== Given problem ==
Rewrite the records from the line with "cord, that would help a great deal." to the line with "131 99 L 119", swapping "stainless steel sink" for "kitchen sink" and leaving everything else as it is.

== Record list ==
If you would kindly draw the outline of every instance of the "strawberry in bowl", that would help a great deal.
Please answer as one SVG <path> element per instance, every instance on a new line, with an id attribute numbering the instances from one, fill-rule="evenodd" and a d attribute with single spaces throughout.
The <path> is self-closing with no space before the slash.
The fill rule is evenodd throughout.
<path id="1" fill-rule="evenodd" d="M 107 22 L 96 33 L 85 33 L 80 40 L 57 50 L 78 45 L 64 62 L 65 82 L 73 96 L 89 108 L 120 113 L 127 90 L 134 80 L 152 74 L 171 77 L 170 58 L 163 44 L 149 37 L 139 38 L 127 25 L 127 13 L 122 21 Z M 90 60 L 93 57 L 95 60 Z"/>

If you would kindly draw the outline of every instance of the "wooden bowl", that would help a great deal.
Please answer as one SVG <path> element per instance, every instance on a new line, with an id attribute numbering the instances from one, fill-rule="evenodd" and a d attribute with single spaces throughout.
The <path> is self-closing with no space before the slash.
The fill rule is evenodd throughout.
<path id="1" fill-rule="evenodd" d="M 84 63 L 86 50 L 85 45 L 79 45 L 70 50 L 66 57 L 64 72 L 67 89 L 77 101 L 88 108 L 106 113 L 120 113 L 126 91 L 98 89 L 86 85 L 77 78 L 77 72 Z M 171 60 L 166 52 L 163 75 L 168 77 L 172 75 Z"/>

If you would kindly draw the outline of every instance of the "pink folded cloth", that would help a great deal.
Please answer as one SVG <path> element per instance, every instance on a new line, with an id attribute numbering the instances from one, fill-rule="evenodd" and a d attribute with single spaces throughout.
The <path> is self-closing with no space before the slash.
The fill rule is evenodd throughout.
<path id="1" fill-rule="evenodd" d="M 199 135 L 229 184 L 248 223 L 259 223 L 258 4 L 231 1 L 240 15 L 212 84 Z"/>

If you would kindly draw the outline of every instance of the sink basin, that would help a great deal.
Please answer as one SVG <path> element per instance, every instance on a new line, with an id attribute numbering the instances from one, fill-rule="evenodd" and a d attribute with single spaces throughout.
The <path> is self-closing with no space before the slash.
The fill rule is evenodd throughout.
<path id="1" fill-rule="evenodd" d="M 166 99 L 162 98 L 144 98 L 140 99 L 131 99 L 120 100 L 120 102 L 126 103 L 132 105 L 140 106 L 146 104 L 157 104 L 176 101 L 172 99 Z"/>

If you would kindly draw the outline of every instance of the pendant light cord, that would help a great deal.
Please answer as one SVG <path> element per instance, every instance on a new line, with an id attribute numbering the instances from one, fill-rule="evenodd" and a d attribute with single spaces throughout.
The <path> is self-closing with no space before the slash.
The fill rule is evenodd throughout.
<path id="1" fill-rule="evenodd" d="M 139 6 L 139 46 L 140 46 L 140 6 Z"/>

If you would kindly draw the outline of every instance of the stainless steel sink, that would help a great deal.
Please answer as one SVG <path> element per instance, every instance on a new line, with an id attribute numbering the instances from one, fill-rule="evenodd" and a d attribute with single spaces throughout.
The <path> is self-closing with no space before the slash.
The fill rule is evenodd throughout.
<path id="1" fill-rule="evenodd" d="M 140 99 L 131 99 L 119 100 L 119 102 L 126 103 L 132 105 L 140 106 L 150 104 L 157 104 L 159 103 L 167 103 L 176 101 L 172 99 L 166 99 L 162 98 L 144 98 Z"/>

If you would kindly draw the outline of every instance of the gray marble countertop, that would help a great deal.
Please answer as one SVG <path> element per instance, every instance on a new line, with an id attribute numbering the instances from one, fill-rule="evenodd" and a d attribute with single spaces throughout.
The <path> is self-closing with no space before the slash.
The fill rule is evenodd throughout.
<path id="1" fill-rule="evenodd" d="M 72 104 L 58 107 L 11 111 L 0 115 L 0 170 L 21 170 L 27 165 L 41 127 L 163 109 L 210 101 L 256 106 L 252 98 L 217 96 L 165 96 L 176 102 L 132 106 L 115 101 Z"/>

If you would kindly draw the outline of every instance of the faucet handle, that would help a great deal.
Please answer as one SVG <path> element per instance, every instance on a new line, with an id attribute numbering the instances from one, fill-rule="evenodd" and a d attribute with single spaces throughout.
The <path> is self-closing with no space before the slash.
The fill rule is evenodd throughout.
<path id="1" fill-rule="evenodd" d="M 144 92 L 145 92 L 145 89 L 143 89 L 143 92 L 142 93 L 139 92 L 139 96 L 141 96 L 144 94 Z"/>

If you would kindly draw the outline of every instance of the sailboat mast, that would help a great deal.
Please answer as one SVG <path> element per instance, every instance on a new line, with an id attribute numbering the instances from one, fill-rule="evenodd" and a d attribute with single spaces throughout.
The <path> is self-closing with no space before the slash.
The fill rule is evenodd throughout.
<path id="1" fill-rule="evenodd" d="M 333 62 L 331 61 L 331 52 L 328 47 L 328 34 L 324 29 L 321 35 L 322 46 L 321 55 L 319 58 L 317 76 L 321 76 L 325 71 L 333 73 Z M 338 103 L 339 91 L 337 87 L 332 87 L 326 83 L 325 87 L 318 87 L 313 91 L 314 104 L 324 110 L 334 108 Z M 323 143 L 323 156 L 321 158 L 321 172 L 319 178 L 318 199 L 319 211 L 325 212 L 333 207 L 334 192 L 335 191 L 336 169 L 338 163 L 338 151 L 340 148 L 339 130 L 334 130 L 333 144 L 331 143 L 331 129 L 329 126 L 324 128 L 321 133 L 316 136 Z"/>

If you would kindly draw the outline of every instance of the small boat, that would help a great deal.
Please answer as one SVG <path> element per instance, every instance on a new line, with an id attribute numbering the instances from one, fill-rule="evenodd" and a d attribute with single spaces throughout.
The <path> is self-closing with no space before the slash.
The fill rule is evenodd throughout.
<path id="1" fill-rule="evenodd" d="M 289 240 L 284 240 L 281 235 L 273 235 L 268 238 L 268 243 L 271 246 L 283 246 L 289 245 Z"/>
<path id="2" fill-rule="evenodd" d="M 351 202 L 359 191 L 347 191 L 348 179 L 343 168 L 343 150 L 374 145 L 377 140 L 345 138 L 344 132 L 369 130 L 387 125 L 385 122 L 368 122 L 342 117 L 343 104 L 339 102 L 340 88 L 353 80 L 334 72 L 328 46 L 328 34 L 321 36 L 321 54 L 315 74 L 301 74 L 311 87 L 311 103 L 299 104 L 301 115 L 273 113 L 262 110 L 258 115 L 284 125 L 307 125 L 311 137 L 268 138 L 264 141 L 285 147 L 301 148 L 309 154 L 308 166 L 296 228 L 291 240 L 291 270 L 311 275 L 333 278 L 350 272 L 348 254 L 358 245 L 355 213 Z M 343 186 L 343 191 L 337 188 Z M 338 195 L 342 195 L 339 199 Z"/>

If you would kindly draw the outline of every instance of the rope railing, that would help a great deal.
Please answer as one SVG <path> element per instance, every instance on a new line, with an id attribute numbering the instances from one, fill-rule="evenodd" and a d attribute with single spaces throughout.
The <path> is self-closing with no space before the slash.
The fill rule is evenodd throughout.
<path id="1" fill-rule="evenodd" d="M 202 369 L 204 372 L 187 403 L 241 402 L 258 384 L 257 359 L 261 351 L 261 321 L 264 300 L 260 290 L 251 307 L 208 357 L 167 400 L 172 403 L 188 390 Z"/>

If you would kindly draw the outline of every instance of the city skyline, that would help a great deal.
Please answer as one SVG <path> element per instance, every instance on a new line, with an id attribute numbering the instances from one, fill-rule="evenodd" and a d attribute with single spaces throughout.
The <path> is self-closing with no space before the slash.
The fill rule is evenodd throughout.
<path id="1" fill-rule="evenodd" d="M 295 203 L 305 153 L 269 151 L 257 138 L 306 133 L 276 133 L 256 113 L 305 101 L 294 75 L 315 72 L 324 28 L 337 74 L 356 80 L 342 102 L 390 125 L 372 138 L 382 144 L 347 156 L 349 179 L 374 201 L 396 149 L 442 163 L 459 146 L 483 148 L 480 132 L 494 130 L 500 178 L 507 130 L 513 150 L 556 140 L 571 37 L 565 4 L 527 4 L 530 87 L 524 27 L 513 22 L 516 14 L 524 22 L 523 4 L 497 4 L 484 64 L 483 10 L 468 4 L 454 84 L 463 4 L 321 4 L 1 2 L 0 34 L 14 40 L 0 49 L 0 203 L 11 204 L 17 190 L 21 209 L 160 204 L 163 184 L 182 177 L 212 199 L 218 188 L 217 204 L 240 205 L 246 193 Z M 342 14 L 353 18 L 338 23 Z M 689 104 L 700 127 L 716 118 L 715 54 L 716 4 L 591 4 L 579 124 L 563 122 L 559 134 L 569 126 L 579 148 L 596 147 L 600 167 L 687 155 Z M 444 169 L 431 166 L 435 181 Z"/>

== Task response ==
If you would kindly draw the outline of every instance of the pendant light cord, that would help a great deal.
Please answer as one SVG <path> element per instance, every instance on a new line, with an id attribute numbering the instances from one, fill-rule="evenodd" and a d attribute with single spaces throughout.
The <path> is self-closing with no space before the slash.
The fill rule is evenodd throughout.
<path id="1" fill-rule="evenodd" d="M 139 6 L 139 46 L 140 46 L 140 6 Z"/>

If you would kindly draw the outline of every instance of the kitchen sink, that would help a great deal.
Please answer as one SVG <path> element per instance, every instance on a new line, with an id attribute numbering the instances from one, fill-rule="evenodd" and a d attribute with single spaces throughout.
The <path> is self-closing with no space before the slash.
The fill rule is evenodd throughout.
<path id="1" fill-rule="evenodd" d="M 140 99 L 131 99 L 119 100 L 119 102 L 126 103 L 132 105 L 140 106 L 150 104 L 157 104 L 159 103 L 167 103 L 176 101 L 172 99 L 166 99 L 162 98 L 144 98 Z"/>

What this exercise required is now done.